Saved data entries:

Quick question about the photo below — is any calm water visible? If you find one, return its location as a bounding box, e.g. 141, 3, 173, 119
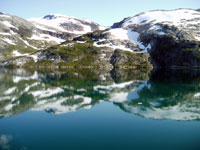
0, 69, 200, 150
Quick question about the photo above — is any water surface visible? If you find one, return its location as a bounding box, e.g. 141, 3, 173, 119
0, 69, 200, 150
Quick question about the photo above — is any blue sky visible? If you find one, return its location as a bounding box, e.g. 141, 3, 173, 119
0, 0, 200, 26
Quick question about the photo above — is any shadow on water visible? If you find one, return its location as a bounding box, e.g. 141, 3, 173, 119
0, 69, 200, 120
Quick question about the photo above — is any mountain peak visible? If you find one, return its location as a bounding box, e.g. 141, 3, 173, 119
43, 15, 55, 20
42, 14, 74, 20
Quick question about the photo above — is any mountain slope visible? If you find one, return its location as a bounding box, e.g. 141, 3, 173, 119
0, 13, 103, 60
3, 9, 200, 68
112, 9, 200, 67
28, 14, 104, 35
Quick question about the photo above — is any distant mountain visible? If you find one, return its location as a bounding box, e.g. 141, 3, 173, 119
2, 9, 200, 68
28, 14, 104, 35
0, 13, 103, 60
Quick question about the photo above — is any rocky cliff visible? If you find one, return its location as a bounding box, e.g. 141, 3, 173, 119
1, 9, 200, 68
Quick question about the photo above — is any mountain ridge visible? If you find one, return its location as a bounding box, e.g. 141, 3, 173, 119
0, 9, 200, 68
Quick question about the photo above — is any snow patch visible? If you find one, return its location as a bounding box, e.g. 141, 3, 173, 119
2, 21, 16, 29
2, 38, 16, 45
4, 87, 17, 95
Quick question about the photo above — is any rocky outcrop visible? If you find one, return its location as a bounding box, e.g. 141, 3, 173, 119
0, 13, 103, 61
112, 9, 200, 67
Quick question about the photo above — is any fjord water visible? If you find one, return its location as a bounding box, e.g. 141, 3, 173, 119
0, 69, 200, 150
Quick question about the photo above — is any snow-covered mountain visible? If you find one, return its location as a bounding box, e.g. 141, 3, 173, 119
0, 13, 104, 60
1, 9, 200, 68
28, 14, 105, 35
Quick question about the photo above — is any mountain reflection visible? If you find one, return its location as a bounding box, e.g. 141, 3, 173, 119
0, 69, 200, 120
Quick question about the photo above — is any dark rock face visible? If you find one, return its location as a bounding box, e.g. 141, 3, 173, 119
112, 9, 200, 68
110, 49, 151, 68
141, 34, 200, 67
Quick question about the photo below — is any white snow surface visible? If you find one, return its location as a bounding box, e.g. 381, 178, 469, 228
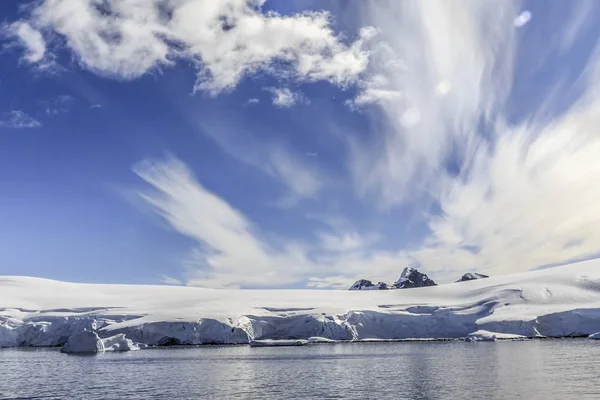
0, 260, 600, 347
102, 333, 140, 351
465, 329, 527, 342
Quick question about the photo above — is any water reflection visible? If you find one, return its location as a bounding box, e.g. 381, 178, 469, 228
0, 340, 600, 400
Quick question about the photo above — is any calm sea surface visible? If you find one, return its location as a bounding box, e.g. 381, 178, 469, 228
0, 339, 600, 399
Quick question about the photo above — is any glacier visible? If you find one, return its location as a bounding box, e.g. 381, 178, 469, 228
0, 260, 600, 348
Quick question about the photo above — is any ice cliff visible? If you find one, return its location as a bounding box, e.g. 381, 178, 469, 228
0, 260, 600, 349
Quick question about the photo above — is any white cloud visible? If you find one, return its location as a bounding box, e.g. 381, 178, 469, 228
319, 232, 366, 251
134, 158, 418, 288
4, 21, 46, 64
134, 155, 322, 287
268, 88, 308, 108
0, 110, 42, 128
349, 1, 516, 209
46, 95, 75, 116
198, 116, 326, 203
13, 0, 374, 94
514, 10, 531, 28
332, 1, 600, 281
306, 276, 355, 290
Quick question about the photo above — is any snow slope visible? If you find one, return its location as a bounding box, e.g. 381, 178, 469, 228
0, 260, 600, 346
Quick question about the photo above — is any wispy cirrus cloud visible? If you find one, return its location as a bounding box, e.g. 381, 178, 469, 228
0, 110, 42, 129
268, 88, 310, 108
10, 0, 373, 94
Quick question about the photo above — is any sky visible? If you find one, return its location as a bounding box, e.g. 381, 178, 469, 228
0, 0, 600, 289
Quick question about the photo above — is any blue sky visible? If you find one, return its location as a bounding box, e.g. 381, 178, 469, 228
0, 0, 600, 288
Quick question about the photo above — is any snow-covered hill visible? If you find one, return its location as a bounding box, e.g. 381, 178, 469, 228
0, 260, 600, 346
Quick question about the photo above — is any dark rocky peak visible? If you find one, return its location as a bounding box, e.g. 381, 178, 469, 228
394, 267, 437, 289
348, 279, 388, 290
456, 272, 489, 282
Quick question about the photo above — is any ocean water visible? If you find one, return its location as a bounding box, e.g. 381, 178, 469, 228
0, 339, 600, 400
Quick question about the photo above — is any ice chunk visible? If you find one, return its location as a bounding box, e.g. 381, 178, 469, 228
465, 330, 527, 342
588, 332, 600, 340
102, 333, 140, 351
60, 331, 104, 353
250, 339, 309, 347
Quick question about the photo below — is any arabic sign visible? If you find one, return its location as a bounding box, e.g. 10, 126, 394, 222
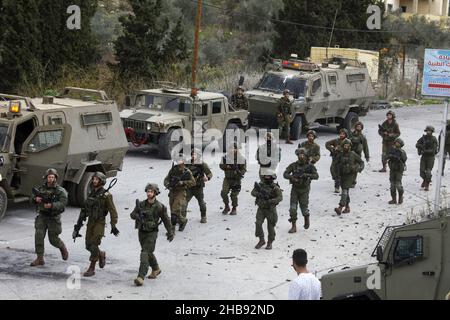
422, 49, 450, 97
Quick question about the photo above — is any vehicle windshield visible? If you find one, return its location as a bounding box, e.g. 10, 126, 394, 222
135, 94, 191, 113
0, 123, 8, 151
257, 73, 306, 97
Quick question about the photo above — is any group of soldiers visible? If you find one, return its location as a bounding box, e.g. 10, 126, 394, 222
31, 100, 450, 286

_Objective_
From the saved data entries above, pull out every line that contains the string "white".

_Task output_
Quick question about the photo below — is any white snow surface visible? If you find one, return its location as a bounding box, e.g. 381, 178, 469, 228
Quick question about the photo above — is any white cloud visible? If you find one, return its location as a bounding box, e.g. 381, 178, 469, 228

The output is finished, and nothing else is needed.